**AIM**
Change every "place a marker" in the entries to "drop a pin" and write all the entries out again with nothing else altered. Omit the pictures.

**RECORDS FOR THIS TASK**
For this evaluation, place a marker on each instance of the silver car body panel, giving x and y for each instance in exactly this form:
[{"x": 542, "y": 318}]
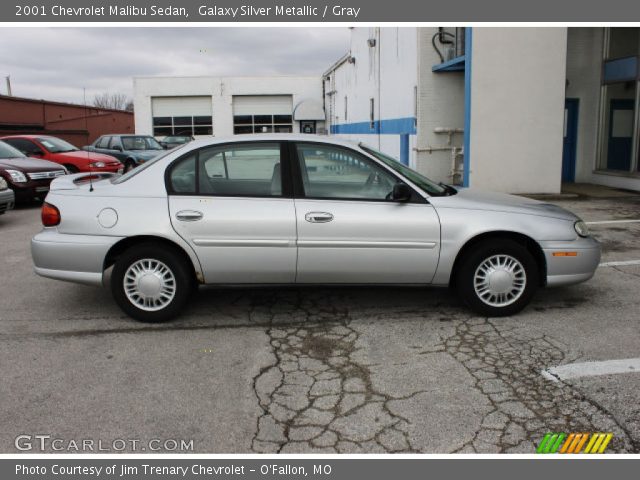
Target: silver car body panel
[
  {"x": 355, "y": 247},
  {"x": 240, "y": 240},
  {"x": 269, "y": 240},
  {"x": 7, "y": 200}
]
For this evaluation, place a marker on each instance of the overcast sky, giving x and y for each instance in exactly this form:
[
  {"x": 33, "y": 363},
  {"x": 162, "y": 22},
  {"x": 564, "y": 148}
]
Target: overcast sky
[{"x": 57, "y": 63}]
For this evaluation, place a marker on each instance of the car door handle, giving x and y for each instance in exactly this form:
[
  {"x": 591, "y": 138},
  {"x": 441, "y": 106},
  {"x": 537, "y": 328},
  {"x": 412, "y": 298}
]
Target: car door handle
[
  {"x": 318, "y": 217},
  {"x": 189, "y": 215}
]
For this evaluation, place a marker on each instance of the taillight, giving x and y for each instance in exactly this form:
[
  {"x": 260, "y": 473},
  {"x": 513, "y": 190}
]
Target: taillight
[{"x": 50, "y": 215}]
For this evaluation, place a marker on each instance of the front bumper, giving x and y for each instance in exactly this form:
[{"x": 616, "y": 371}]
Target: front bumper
[
  {"x": 568, "y": 270},
  {"x": 72, "y": 258},
  {"x": 7, "y": 200}
]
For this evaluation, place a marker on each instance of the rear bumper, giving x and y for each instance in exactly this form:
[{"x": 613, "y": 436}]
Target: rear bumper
[
  {"x": 568, "y": 270},
  {"x": 7, "y": 200},
  {"x": 72, "y": 258}
]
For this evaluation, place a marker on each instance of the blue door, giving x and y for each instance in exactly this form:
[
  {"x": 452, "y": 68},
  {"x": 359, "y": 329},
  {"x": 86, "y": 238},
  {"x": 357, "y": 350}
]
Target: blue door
[
  {"x": 570, "y": 140},
  {"x": 620, "y": 134}
]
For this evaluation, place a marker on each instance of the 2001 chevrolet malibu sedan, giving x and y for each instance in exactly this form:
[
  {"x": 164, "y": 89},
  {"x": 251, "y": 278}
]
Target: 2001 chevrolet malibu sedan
[{"x": 299, "y": 209}]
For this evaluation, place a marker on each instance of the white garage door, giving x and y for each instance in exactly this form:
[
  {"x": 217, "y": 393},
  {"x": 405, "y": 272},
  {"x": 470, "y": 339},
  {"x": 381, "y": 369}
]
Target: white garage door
[
  {"x": 262, "y": 114},
  {"x": 182, "y": 116},
  {"x": 262, "y": 105}
]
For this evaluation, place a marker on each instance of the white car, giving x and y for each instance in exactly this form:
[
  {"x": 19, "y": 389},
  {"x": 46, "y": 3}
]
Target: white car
[{"x": 300, "y": 209}]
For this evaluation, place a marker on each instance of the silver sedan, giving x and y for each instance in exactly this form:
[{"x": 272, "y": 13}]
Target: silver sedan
[{"x": 304, "y": 210}]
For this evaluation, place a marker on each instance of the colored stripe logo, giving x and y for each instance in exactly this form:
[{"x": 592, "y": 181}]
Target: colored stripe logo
[{"x": 574, "y": 443}]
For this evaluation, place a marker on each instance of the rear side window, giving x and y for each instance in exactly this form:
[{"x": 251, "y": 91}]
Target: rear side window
[
  {"x": 103, "y": 142},
  {"x": 239, "y": 170},
  {"x": 183, "y": 175}
]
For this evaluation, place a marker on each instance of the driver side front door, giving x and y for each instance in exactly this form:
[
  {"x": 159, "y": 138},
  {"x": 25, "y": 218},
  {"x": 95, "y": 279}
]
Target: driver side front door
[{"x": 350, "y": 232}]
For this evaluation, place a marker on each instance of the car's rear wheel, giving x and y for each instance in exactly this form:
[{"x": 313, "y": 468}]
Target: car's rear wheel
[
  {"x": 151, "y": 282},
  {"x": 497, "y": 278}
]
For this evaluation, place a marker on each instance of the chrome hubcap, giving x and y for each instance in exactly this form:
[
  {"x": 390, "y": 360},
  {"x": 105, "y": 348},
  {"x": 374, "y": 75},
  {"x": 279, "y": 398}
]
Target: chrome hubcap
[
  {"x": 149, "y": 284},
  {"x": 499, "y": 280}
]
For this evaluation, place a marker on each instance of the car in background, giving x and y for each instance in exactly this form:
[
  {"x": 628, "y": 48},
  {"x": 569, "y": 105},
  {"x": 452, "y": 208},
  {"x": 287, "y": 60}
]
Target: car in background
[
  {"x": 173, "y": 141},
  {"x": 305, "y": 210},
  {"x": 63, "y": 153},
  {"x": 7, "y": 197},
  {"x": 28, "y": 178},
  {"x": 131, "y": 150}
]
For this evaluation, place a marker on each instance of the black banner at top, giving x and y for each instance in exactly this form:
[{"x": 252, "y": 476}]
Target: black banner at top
[{"x": 188, "y": 11}]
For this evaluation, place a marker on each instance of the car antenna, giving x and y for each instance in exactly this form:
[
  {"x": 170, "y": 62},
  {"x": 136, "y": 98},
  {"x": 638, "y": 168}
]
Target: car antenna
[{"x": 86, "y": 128}]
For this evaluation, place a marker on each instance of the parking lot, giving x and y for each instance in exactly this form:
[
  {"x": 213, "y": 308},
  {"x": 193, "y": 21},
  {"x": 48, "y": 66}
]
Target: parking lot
[{"x": 323, "y": 370}]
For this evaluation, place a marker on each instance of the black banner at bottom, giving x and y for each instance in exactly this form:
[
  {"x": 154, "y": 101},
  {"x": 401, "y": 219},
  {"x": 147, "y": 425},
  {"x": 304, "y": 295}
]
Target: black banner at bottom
[{"x": 328, "y": 468}]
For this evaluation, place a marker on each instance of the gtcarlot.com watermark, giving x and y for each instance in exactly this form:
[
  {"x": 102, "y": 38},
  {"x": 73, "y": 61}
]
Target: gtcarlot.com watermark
[{"x": 49, "y": 443}]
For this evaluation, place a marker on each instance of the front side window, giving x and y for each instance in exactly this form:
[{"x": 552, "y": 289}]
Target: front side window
[
  {"x": 241, "y": 170},
  {"x": 421, "y": 181},
  {"x": 338, "y": 173}
]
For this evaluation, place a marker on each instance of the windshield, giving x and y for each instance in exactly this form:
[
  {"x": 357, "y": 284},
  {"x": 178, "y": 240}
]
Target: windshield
[
  {"x": 140, "y": 143},
  {"x": 56, "y": 145},
  {"x": 7, "y": 151},
  {"x": 419, "y": 180},
  {"x": 145, "y": 165}
]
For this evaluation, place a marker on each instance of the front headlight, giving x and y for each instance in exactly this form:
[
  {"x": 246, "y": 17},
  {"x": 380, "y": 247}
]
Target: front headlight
[
  {"x": 17, "y": 176},
  {"x": 581, "y": 228}
]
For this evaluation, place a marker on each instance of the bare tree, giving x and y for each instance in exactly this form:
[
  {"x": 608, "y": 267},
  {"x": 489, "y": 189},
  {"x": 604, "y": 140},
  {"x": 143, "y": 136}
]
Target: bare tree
[{"x": 117, "y": 101}]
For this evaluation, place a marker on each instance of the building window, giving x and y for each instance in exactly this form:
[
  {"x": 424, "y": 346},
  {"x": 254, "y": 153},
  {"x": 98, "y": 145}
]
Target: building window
[
  {"x": 183, "y": 125},
  {"x": 346, "y": 110},
  {"x": 618, "y": 150},
  {"x": 262, "y": 124},
  {"x": 372, "y": 116}
]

**OUTPUT FOR THIS EXERCISE**
For this evaluation, drop a pin on each instance of the silver car body panel, giving x and y for each instance in exactly this form:
[{"x": 542, "y": 318}]
Target: silver car body panel
[
  {"x": 355, "y": 247},
  {"x": 240, "y": 240},
  {"x": 269, "y": 240},
  {"x": 7, "y": 200}
]
For this evaluation, drop a pin on each instance of the overcast sky, giving x and y for each instance in exactly this form:
[
  {"x": 33, "y": 363},
  {"x": 162, "y": 22},
  {"x": 564, "y": 148}
]
Target: overcast sky
[{"x": 57, "y": 63}]
For this evaluation, drop a pin on each instance of the car door handle, giving x and y for each instance in exactly this form:
[
  {"x": 591, "y": 138},
  {"x": 441, "y": 106},
  {"x": 537, "y": 328},
  {"x": 412, "y": 298}
]
Target: car door handle
[
  {"x": 318, "y": 217},
  {"x": 189, "y": 215}
]
For this evaluation, drop a pin on each instance of the taillight, giving x and y for each instance in exactly this form:
[
  {"x": 260, "y": 473},
  {"x": 513, "y": 190}
]
Target: taillight
[{"x": 50, "y": 215}]
For this evaluation, drop a pin on each instance of the front bumper, giving x and y for each instance in exactly this form:
[{"x": 616, "y": 371}]
Target: front bumper
[
  {"x": 568, "y": 270},
  {"x": 72, "y": 258},
  {"x": 7, "y": 200}
]
For this evaluation, drop a pin on each instance of the rear bumper, giving x and y for each instance in exactly this form:
[{"x": 613, "y": 436}]
Target: rear bumper
[
  {"x": 568, "y": 270},
  {"x": 7, "y": 200},
  {"x": 72, "y": 258}
]
For this evaluation, drop a pin on each instance of the blue door, giving x and y for each instance in exactly this form:
[
  {"x": 452, "y": 68},
  {"x": 359, "y": 329},
  {"x": 86, "y": 238},
  {"x": 357, "y": 350}
]
Target: blue door
[
  {"x": 570, "y": 140},
  {"x": 620, "y": 134}
]
For this evaluation, drop a pin on each instance of the 2001 chevrolet malibu sedan, giving x and y for each instance in exactly this form:
[
  {"x": 164, "y": 89},
  {"x": 251, "y": 278}
]
Target: 2001 chevrolet malibu sedan
[{"x": 299, "y": 209}]
For this evaluation, drop a pin on each instance of the white garage door, giving x and y for each instance in exactly this form:
[
  {"x": 217, "y": 393},
  {"x": 405, "y": 272},
  {"x": 470, "y": 339},
  {"x": 381, "y": 369}
]
Target: white garage door
[
  {"x": 262, "y": 114},
  {"x": 182, "y": 116},
  {"x": 262, "y": 105}
]
For this evaluation, drop a pin on each instance of the white car, giving x and y for each instance in exactly this form:
[
  {"x": 19, "y": 389},
  {"x": 46, "y": 3}
]
Target: white car
[{"x": 300, "y": 209}]
For this evaluation, drop a pin on each instance of the silver sedan, giving x and y for each instance in exactly this form:
[{"x": 272, "y": 13}]
Target: silver sedan
[{"x": 304, "y": 210}]
For this evaluation, drop a pin on each instance of the colored stripe logo, giving x and y for each instance in exactly this form:
[{"x": 592, "y": 181}]
Target: colored stripe logo
[{"x": 574, "y": 443}]
For this evaluation, drop a pin on each instance of the rear side window, giving x and y for each instance in exactly this form:
[{"x": 251, "y": 91}]
Target: rear side window
[
  {"x": 103, "y": 142},
  {"x": 239, "y": 170},
  {"x": 183, "y": 175}
]
For this evaluation, drop a pin on each instance of the driver side front door, giving x and y for each instance in exactly this form:
[
  {"x": 159, "y": 138},
  {"x": 25, "y": 218},
  {"x": 95, "y": 279}
]
Target: driver side front door
[{"x": 350, "y": 232}]
For this evaluation, drop a pin on each instance of the car's rear wheel, giving x and y for each instance in exactly this form:
[{"x": 313, "y": 468}]
Target: car's rear wheel
[
  {"x": 151, "y": 282},
  {"x": 497, "y": 278}
]
For this evaluation, drop a pin on each instance of the chrome hubcap, giving x and y for each instance in exactly this form:
[
  {"x": 390, "y": 360},
  {"x": 105, "y": 348},
  {"x": 374, "y": 75},
  {"x": 279, "y": 398}
]
Target: chrome hubcap
[
  {"x": 149, "y": 284},
  {"x": 499, "y": 280}
]
For this evaluation, drop a pin on each instance of the car in background, giving x and y for each instance in exactly this form:
[
  {"x": 628, "y": 48},
  {"x": 569, "y": 105},
  {"x": 452, "y": 208},
  {"x": 287, "y": 60}
]
Target: car in background
[
  {"x": 173, "y": 141},
  {"x": 305, "y": 210},
  {"x": 63, "y": 153},
  {"x": 7, "y": 197},
  {"x": 28, "y": 178},
  {"x": 131, "y": 150}
]
For this evaluation, drop a pin on each instance of the black banner at top, giving x and y for each instance in exactly this form:
[{"x": 252, "y": 476}]
Target: black banner at top
[{"x": 188, "y": 11}]
For this evaluation, drop a pin on each instance of the car antenna, giving x and y for each instance in exactly this form:
[
  {"x": 170, "y": 62},
  {"x": 136, "y": 98},
  {"x": 638, "y": 168}
]
Target: car antenna
[{"x": 86, "y": 128}]
For this evaluation, drop a pin on each instance of the parking lot, giving x and y for each instance in exactly this form:
[
  {"x": 213, "y": 308},
  {"x": 193, "y": 21},
  {"x": 48, "y": 66}
]
Target: parking lot
[{"x": 323, "y": 370}]
For this evaluation, drop a pin on each instance of the black banner at bottom, giving x and y for each instance in exactly this form:
[
  {"x": 154, "y": 101},
  {"x": 401, "y": 219},
  {"x": 147, "y": 425},
  {"x": 304, "y": 295}
]
Target: black banner at bottom
[{"x": 328, "y": 468}]
For this evaluation, drop a pin on each instance of the gtcarlot.com watermark, giving x and y for each instance in exactly this form:
[
  {"x": 102, "y": 38},
  {"x": 73, "y": 61}
]
Target: gtcarlot.com watermark
[{"x": 49, "y": 443}]
For this evaluation, drop a pin on each instance of the front side window, giving x and y for each instance in exactly this form:
[{"x": 552, "y": 289}]
Target: front side window
[
  {"x": 241, "y": 170},
  {"x": 421, "y": 181},
  {"x": 338, "y": 173}
]
For this evaluation, drop a pin on each instance of the windshield, giving x and y for each instance in exactly this form:
[
  {"x": 357, "y": 284},
  {"x": 178, "y": 240}
]
Target: windshield
[
  {"x": 140, "y": 143},
  {"x": 56, "y": 145},
  {"x": 7, "y": 151},
  {"x": 419, "y": 180},
  {"x": 145, "y": 165}
]
For this evaluation, drop a pin on each instance of the front headlight, giving x and y for each instance in exactly this form:
[
  {"x": 246, "y": 17},
  {"x": 380, "y": 247}
]
Target: front headlight
[
  {"x": 17, "y": 176},
  {"x": 581, "y": 228}
]
For this evaluation, drop a pin on each instance of the bare tree, giving x and y for each instance in exactly this form:
[
  {"x": 608, "y": 267},
  {"x": 489, "y": 189},
  {"x": 604, "y": 140},
  {"x": 143, "y": 136}
]
Target: bare tree
[{"x": 117, "y": 101}]
For this evaluation, drop a pin on each instance of the building window, giving x and y for each instance in exactly this form:
[
  {"x": 424, "y": 346},
  {"x": 254, "y": 153},
  {"x": 98, "y": 145}
]
Target: building window
[
  {"x": 183, "y": 125},
  {"x": 346, "y": 110},
  {"x": 618, "y": 150},
  {"x": 262, "y": 124},
  {"x": 372, "y": 116}
]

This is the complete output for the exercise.